--- Kutipan halaman ---
↓↓↓

© 2025 Https://www.dpr.go.id
DREAM.CO.ID - Lonjakan kasus perundungan di sekolah dalam beberapa tahun terakhir kembali menjadi sorotan serius Komisi X DPR RI. Wakil Ketua Komisi X DPR RI, My Esti Wijayati, menegaskan bahwa Indonesia membutuhkan regulasi anti-bullying yang jauh lebih tegas, operasional, dan memiliki standar pengawasan yang jelas. Ia menekankan bahwa upaya menekan angka kasus kekerasan di sekolah tidak cukup hanya mengandalkan pasal dalam undang-undang, melainkan harus diperkuat oleh mekanisme teknis yang dapat berjalan di lapangan.
Esti menilai langkah memasukkan pencegahan dan penanganan bullying dalam revisi Undang-Undang Sistem Pendidikan Nasional (RUU Sisdiknas) merupakan bagian penting dari pembenahan ekosistem pendidikan secara menyeluruh. Ia menegaskan bahwa pendekatan struktural mutlak dibutuhkan agar sekolah tidak hanya berfungsi sebagai tempat belajar, tetapi juga sebagai ruang aman bagi seluruh peserta didik.
“ Perilaku bullying di sekolah bukan hanya persoalan disiplin, tetapi masalah sistemik yang berkaitan dengan kualitas lingkungan belajar, kesehatan mental siswa, kapasitas guru, serta budaya sekolah yang belum sepenuhnya menghargai keselamatan dan martabat anak,” kata My Esti kepada Parlementaria, Selasa (25/11/2025).

↑↑↑

--- Soal 1 ---
Salin ulang tanpa perubahan bagian kutipan tentang perundungan di sekolah, dari "Esti menilai langkah" sampai "seluruh peserta didik.".
--- Soal 2 ---
Tentukan apakah setiap pernyataan berikut sesuai dengan kutipan tentang perundungan di sekolah. Jawab ya atau tidak, lalu sertakan kata-kata penentu dari kutipan itu.
(a) My Esti Wijayati menjabat sebagai Wakil Ketua Komisi X DPR RI.
(b) Menurut Esti, pasal dalam undang-undang sudah cukup untuk menekan angka kasus kekerasan di sekolah.
(c) Esti menyampaikan pernyataannya kepada Parlementaria pada hari Senin.
--- Soal 3 ---
Teruskan kutipan tentang perundungan di sekolah, mulai setelah kalimat terakhirnya.

--- Entri ---
↓↓↓

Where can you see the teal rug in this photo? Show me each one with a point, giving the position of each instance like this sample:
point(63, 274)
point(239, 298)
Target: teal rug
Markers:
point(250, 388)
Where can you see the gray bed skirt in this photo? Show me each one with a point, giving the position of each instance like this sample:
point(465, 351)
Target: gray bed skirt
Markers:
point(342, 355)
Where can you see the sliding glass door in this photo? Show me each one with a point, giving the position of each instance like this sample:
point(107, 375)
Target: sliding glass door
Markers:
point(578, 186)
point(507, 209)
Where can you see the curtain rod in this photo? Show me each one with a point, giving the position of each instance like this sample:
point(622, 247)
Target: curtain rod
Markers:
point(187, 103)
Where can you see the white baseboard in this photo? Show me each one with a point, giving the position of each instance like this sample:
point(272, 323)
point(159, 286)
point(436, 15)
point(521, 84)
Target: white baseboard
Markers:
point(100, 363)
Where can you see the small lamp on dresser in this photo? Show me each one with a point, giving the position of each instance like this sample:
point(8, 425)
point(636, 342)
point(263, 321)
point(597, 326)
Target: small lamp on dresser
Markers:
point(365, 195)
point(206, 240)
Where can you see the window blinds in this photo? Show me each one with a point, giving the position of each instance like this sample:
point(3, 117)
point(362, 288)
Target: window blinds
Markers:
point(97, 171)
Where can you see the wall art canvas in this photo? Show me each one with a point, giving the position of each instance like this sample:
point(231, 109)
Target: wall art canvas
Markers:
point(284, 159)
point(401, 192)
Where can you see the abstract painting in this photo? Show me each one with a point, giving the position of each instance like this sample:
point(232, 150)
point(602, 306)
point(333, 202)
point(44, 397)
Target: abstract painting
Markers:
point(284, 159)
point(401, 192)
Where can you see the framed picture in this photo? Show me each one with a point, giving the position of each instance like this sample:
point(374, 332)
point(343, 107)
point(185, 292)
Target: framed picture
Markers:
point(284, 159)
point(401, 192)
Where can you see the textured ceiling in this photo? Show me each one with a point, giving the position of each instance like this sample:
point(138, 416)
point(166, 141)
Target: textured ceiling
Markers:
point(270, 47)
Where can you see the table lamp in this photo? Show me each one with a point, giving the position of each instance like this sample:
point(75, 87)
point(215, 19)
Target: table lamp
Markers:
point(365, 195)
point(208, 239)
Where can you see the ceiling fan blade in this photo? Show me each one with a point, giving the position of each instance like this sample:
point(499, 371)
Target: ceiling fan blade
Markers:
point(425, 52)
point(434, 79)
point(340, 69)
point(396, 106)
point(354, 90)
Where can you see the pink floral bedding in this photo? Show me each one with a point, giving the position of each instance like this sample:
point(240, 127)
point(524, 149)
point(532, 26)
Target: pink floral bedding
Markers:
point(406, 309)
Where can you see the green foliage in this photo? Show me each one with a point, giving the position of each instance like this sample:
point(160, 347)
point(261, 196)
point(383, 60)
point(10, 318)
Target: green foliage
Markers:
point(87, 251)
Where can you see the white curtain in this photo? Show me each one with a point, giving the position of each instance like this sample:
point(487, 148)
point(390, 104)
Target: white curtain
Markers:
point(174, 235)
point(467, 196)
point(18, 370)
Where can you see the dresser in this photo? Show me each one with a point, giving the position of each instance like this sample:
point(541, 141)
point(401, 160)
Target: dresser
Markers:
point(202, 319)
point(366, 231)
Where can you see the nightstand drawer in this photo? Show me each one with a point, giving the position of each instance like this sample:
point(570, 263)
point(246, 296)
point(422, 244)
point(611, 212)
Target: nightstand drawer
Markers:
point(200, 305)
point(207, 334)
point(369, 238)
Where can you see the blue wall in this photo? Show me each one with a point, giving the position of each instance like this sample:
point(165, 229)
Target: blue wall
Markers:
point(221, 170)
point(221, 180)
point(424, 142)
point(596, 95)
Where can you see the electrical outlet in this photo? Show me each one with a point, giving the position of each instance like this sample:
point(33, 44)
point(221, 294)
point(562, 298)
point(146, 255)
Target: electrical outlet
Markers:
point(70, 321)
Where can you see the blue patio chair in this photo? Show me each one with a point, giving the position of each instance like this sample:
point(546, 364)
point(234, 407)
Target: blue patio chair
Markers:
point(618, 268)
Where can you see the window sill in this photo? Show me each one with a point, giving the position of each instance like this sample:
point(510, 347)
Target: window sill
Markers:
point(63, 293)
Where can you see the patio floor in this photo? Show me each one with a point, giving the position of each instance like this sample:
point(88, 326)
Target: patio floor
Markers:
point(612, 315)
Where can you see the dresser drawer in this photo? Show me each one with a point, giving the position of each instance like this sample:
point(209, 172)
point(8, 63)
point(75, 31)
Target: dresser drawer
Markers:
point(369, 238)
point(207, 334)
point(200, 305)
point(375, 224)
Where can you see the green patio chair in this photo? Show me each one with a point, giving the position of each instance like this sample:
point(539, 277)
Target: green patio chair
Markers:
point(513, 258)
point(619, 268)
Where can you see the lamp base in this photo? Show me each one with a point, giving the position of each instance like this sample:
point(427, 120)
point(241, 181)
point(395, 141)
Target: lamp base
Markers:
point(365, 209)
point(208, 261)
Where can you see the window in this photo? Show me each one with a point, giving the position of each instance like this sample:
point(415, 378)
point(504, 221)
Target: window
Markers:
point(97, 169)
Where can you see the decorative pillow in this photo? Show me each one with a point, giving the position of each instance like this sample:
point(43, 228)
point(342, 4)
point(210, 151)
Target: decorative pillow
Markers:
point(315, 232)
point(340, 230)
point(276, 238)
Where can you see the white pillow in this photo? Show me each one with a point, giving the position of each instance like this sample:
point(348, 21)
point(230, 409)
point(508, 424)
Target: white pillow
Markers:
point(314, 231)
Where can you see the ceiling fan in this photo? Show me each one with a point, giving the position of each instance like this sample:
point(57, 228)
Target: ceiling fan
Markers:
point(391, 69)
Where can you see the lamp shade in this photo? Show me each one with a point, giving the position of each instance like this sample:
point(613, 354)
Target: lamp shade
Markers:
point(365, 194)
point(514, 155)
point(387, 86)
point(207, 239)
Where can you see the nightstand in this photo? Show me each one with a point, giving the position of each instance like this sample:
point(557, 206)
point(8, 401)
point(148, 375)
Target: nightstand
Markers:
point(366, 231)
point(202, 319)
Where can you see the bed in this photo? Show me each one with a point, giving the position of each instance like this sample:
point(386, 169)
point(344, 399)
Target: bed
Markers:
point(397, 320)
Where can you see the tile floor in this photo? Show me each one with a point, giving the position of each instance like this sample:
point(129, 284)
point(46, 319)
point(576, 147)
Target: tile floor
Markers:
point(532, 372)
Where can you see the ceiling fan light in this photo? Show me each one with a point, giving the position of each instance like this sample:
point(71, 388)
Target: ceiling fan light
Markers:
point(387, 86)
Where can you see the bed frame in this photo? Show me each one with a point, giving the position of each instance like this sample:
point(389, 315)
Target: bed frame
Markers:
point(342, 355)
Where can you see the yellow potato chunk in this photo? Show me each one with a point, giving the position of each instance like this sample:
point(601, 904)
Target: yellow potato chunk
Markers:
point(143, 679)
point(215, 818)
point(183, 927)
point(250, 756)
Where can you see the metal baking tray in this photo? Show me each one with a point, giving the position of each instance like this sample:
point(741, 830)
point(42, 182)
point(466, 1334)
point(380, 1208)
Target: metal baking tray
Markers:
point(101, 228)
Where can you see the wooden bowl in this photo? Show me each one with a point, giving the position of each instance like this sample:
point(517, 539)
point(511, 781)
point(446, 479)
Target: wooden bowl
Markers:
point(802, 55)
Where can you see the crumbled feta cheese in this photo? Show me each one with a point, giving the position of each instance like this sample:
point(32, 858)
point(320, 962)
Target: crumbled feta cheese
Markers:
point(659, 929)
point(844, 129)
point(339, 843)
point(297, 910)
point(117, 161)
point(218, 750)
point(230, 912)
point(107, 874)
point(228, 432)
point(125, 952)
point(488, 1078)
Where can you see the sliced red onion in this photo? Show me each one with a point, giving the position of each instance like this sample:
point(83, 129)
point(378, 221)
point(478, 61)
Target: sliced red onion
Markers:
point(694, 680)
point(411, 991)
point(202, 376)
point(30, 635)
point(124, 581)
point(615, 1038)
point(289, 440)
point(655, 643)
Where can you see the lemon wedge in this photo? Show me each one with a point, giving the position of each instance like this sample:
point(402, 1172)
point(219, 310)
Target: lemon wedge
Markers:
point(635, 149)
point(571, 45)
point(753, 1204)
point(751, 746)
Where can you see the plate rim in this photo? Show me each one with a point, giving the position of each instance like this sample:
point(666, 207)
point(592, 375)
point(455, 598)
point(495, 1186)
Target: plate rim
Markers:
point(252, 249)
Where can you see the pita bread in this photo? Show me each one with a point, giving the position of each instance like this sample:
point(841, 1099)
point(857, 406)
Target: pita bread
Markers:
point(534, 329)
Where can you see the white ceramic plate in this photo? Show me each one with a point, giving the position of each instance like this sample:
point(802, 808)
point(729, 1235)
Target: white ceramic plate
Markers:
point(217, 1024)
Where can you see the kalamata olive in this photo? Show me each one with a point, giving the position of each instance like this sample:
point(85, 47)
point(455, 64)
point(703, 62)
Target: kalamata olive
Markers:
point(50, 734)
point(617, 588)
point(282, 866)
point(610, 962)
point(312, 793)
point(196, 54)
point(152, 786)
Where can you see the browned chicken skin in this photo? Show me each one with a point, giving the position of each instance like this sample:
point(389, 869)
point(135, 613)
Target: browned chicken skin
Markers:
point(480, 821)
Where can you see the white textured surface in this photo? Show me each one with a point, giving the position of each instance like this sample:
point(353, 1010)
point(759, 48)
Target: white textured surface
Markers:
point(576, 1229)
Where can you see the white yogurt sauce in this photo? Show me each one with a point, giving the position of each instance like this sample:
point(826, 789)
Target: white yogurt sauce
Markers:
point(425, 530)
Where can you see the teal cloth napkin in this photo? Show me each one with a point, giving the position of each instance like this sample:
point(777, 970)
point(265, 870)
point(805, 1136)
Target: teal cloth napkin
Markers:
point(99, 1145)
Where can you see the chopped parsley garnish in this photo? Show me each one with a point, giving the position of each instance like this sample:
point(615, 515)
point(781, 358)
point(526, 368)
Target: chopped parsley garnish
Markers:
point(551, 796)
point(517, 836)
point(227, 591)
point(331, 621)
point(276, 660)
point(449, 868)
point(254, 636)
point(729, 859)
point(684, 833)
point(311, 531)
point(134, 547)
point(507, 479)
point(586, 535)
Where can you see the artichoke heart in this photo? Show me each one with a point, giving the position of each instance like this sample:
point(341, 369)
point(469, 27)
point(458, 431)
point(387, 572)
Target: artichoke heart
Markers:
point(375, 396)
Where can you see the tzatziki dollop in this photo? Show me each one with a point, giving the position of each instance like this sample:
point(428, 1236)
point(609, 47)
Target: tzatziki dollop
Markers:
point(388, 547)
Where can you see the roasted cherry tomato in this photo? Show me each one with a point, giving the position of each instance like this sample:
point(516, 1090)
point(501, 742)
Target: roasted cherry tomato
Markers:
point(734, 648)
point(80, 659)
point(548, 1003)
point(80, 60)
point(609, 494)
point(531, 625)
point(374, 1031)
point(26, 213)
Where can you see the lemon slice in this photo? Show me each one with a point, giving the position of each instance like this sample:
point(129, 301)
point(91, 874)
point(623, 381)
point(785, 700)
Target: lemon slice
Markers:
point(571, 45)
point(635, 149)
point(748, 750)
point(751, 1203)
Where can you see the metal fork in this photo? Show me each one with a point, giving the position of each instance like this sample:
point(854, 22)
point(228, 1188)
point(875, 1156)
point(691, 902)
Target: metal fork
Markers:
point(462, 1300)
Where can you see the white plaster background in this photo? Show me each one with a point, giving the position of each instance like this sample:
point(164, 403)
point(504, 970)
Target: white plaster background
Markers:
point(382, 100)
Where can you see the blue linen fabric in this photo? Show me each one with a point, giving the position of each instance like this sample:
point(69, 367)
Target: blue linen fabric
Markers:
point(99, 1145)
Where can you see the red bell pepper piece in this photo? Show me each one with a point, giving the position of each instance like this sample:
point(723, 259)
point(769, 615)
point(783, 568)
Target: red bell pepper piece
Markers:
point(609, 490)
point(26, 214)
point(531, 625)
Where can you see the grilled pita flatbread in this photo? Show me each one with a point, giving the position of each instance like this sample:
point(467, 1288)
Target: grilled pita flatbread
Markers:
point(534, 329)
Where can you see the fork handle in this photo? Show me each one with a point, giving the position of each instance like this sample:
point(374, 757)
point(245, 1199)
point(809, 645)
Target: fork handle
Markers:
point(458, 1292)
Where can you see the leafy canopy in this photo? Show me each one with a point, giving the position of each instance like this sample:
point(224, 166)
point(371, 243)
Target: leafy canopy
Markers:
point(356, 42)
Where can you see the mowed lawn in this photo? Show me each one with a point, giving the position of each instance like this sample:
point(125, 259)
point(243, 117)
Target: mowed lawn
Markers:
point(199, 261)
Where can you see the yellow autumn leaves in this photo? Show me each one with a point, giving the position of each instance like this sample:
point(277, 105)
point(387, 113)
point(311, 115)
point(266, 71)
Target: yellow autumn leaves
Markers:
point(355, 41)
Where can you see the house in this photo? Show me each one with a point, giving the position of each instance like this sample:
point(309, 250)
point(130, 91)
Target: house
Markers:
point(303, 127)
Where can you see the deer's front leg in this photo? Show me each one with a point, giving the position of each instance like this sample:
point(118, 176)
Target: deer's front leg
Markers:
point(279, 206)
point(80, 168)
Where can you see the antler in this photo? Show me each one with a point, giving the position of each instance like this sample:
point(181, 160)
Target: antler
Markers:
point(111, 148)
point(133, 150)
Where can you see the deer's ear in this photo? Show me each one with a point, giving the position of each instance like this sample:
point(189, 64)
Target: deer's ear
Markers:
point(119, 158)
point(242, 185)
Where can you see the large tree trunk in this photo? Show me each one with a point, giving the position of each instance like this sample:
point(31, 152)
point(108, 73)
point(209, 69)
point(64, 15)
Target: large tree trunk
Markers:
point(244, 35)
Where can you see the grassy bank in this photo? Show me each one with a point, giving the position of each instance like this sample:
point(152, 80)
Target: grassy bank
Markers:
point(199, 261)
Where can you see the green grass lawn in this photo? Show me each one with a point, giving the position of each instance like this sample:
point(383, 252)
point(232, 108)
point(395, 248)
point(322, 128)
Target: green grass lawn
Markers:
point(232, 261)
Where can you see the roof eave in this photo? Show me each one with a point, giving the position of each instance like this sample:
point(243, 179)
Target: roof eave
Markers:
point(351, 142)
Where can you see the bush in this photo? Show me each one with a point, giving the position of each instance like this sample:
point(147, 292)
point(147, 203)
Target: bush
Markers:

↑↑↑

--- Jawaban 1 ---
Esti menilai langkah memasukkan pencegahan dan penanganan bullying dalam revisi Undang-Undang Sistem Pendidikan Nasional (RUU Sisdiknas) merupakan bagian penting dari pembenahan ekosistem pendidikan secara menyeluruh. Ia menegaskan bahwa pendekatan struktural mutlak dibutuhkan agar sekolah tidak hanya berfungsi sebagai tempat belajar, tetapi juga sebagai ruang aman bagi seluruh peserta didik.

--- Jawaban 2 ---
(a) Ya: "Wakil Ketua Komisi X DPR RI, My Esti Wijayati"
(b) Tidak: "tidak cukup hanya mengandalkan pasal dalam undang-undang"
(c) Tidak: "kata My Esti kepada Parlementaria, Selasa (25/11/2025)"

--- Jawaban 3 ---
RUU Sisdiknas yang tengah dibahas saat ini disebut akan memasukkan bab khusus perlindungan peserta didik dari kekerasan dan perundungan. Menurut Esti, langkah ini penting sebagai pondasi hukum yang jelas untuk pencegahan dan penanganan kasus di setiap satuan pendidikan.
Esti menyoroti bahwa regulasi pendidikan sebelumnya seringkali berhenti di atas kertas. Banyak istilah seperti bullying, pelaporan ramah anak, hingga pendampingan psikologis memang tercantum dalam regulasi lama, namun tidak diikuti dengan definisi operasional dan timeline respons yang jelas.
“ Akibatnya, sekolah menafsirkan mandat pencegahan bullying secara berbeda-beda, dan kasus yang seharusnya ditangani serius justru tertutup oleh prosedur administratif yang lemah,” ungkapnya.
Ia juga menekankan bahwa bullying tidak bisa dipandang sebagai istilah tunggal karena perilakunya sangat beragam: mulai dari ejekan, pengucilan sosial, kekerasan fisik, hingga cyberbullying yang kian marak di kalangan remaja. Tanpa pemetaan tingkat kasus dan SOP penanganan yang detail, penindakan berisiko setengah hati.
Esti menyoroti kebijakan terbaru Korea Selatan, yang mulai 2026 akan mewajibkan perguruan tinggi menampilkan riwayat bullying calon mahasiswa dalam proses pendaftaran.
Rencana tersebut, yang disusun sejak 2023 oleh Kementerian Pendidikan Korea, dinilai sebagai upaya sistematis untuk mengurangi kekerasan antarsiswa. Menurut Esti, Indonesia bisa belajar dari kebijakan ini.
“ Ini menarik, bisa menjadi contoh untuk penanganan sanksi sosial kepada pelaku bullying. Norma sanksi yang jelas dapat membuat mereka yang terindikasi punya sikap bullying lebih berhati-hati dan memiliki pengendalian diri,” sebut Esti.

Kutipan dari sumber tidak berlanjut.